◆ EXCERPTED PASSAGE ◆

Looking forward, the group was eager to share its emerging insights about its work, which they view as poorly understood by most other actors in the Partnership and agriculture generally. For example, the group hopes to influence policy development and other activities of the Partnership, such as strategic communications. These activities, if implemented, will help the group carry out its envisioned functions in the regional diversification strategy, namely to facilitate the variation and replication dimensions of intentional cultural evolution. To date, these activities are only partially implemented: the professional exchanges within the group are likely to be generating variation, as members transfer ideas for pilot-scale systems. For example, steward ownership (Sanders, 2022), an innovation in intellectual property ownership, originally applied to one crop, has recently been applied to another, as a result of communication among Network members. However, replication functions, and interactions with the Steering Council leading to differential resource provision have not yet been robustly implemented.

Coordinate labeling data:
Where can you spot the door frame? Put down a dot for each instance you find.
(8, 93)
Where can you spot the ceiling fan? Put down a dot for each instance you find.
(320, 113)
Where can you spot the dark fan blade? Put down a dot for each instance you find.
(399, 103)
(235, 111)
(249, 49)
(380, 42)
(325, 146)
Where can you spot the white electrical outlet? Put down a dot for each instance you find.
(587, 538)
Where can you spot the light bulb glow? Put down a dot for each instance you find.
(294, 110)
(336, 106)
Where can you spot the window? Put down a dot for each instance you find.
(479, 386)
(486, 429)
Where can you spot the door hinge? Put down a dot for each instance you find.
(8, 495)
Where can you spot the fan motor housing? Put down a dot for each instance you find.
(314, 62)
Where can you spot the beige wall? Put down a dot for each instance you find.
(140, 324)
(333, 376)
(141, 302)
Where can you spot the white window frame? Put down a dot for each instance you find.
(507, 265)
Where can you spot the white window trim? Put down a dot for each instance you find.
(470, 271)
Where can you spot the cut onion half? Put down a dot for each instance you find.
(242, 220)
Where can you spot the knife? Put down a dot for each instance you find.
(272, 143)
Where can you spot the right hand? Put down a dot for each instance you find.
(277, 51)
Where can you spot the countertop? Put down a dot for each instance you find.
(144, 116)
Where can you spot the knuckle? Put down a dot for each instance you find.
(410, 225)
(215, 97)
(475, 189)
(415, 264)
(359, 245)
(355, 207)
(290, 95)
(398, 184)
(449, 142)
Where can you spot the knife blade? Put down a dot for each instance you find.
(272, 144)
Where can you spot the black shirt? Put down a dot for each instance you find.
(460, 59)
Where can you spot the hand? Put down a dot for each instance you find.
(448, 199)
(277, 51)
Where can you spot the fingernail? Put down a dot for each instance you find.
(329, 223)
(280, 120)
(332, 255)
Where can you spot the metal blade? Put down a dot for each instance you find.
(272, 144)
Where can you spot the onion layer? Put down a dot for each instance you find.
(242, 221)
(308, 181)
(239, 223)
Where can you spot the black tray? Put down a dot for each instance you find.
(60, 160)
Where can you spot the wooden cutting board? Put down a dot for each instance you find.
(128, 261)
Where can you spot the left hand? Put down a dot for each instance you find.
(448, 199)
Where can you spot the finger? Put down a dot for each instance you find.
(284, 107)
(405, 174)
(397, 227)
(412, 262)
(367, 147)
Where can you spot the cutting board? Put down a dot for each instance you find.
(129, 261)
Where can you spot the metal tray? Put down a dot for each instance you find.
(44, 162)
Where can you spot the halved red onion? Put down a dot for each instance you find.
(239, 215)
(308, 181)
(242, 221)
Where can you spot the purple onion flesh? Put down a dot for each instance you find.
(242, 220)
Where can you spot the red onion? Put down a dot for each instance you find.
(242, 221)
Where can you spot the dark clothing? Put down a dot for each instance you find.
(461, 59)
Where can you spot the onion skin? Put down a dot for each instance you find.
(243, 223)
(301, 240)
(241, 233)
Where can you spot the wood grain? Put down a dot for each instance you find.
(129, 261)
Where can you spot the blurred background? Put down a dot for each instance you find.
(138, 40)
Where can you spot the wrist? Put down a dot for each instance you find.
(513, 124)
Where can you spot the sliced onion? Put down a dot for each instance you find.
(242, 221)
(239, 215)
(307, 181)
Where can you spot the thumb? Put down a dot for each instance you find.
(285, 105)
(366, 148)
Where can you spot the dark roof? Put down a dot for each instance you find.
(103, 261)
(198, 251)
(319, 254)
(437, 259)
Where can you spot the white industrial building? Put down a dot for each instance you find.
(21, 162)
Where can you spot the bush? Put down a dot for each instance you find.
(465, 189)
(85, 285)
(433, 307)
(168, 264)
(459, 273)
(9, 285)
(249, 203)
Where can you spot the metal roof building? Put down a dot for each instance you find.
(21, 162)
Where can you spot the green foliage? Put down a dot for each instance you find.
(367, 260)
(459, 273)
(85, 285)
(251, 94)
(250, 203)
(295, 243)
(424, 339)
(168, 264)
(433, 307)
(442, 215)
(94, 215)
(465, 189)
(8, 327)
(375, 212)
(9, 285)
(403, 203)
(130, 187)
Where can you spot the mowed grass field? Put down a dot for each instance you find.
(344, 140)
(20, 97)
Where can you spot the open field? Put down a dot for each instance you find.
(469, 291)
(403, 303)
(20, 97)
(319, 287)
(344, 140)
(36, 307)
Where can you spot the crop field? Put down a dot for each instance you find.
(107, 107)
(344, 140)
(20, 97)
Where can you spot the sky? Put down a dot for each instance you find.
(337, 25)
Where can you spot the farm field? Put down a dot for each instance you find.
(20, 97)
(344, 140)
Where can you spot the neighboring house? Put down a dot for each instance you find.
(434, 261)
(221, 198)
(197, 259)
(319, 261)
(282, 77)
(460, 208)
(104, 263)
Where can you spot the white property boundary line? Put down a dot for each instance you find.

◆ WHAT IS EXPECTED ◆
Condense the paragraph of the excerpted passage that begins "Looking forward" into a short bulleted list that keeps its main facts.

◆ RESPONSE TO THE EXERCISE ◆
- The group wants to share its emerging insights about its work, which it sees as poorly understood by most other actors in the Partnership and in agriculture generally.
- It hopes to influence Partnership activities such as policy development and strategic communications.
- These activities would help it carry out its envisioned role in the regional diversification strategy: facilitating the variation and replication dimensions of intentional cultural evolution.
- So far they are only partially implemented. Professional exchanges within the group likely generate variation as members transfer ideas for pilot-scale systems.
- For example, through communication among Network members, steward ownership, an innovation in intellectual property ownership first applied to one crop, has recently been applied to another.
- Replication functions and interactions with the Steering Council that would lead to differential resource provision have not yet been robustly implemented.